By Marjorie Smith, 12-19-06
It is certainly not news that the U.S. is facing a crisis in care of the elderly. Since the oldest of the baby-boomers hit 60 this year, it stands to reason that the demographics spell problems ahead. But it’s possible that many folks living in the New West – especially those newly settled in this wonderland of outdoor activity – may believe it’s a problem for other regions of the country, not here.
I beg to differ.
In the past year, three of my close friends have left town, people with whom I used to spend a great deal of time indulging our mutual passion for live community theatre. In all three cases, they left to help look after ailing parents.
Meanwhile, all around me, the parents of our vital, grabbing-life-with-both-hands residents are following their kids here, attracted, to be sure, by Montana’s beauty and recreational opportunities, but also wanting to be close to kids and grandkids as they enter their “golden years.” And when those years turn out not to be all rounds of golf, mountain hikes and games of mah jongg, but include debilitating illness, their children are discovering that elder care can put a severe crimp in their personal lives. Or as one lifestyle emigrant was quoted as saying recently, “We came to hike and ski and now we’re taking care of Mom.”
Six weeks or so ago I was talking to a friend who was running his labor-intensive business without his business partner who was in the Midwest indefinitely dealing with the impending death of his father. “I’m pinning my hopes on PBS,” my friend said. “They’re airing a program on November 21 about the aging crisis. Maybe we can figure things out from that.”
So I put the “Frontline” program on my calendar and dutifully watched it. It stated the problem dramatically: our extended life spans mean that millions of us will live into our dotages – but what will those last years be like? And how will we fund the intensive care required for these hordes of oldsters?
The problem is clearly bigger than my absent theatre playmates, or my concern for another dear friend who dedicated two years to hands-on care of her invalid mother and seems to have narrowly avoided a total breakdown herself.
Once again, I turned to the one friend I have who is doing something about the care of the elderly: Marian Steffes, founder and director of Bozeman’s Bear Creek Respite Care Center.
I say “again” because 13 years ago, when Marian was first establishing her business, she was a beacon of hope to me and my mother. At the time my father, who in the space of six years had endured open heart surgery, prostate surgery and uncounted small strokes, had become a major concern to my siblings and me and especially to my mother. He was increasingly vague and had an obsession with pills, often forgetting that he had just taken the days’ medication. The knowledge that someone was opening a center just a half mile away where someone like my father could stay for a few days while my mother went on a trip, or that would offer daycare for people who shouldn’t be left alone – this was a major tonic to my mother’s morale.

[Records from a dataset]
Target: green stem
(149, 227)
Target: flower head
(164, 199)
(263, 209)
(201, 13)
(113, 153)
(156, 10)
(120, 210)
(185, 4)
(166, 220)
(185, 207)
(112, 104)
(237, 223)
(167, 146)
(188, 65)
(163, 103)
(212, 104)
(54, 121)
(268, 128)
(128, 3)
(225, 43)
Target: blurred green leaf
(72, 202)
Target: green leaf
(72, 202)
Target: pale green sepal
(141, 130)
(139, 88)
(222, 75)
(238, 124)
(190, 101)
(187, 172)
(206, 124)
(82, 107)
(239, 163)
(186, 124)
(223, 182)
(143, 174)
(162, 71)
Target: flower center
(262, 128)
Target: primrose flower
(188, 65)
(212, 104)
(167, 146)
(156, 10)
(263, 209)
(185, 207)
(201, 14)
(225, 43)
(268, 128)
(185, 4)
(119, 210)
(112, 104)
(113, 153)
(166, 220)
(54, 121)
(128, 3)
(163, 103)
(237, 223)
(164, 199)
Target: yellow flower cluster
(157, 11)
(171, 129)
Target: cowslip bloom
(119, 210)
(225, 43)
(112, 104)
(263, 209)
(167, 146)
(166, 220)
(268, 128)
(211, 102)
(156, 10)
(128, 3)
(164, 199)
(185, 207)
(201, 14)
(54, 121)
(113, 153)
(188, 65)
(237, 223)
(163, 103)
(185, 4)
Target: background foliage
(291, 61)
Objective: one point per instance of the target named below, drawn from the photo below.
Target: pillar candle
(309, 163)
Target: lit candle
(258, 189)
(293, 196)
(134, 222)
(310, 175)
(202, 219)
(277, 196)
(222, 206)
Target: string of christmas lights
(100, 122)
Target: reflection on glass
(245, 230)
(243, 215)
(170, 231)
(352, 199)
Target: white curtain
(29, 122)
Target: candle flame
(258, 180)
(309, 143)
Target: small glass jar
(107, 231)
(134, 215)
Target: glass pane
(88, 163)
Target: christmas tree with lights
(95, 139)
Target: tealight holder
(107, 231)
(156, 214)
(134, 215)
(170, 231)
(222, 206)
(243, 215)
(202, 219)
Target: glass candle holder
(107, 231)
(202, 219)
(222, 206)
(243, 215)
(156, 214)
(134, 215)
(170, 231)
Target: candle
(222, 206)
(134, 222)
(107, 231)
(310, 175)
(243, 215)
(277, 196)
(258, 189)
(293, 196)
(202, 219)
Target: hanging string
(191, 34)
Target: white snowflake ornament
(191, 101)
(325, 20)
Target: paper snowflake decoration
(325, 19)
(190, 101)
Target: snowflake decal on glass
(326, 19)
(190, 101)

Problem to work on:
Rewrite the elder-care essay from "So I put the" to "Respite Care Center.", swapping "calendar" for "schedule".

Finished task:
So I put the “Frontline” program on my schedule and dutifully watched it. It stated the problem dramatically: our extended life spans mean that millions of us will live into our dotages – but what will those last years be like? And how will we fund the intensive care required for these hordes of oldsters?
The problem is clearly bigger than my absent theatre playmates, or my concern for another dear friend who dedicated two years to hands-on care of her invalid mother and seems to have narrowly avoided a total breakdown herself.
Once again, I turned to the one friend I have who is doing something about the care of the elderly: Marian Steffes, founder and director of Bozeman’s Bear Creek Respite Care Center.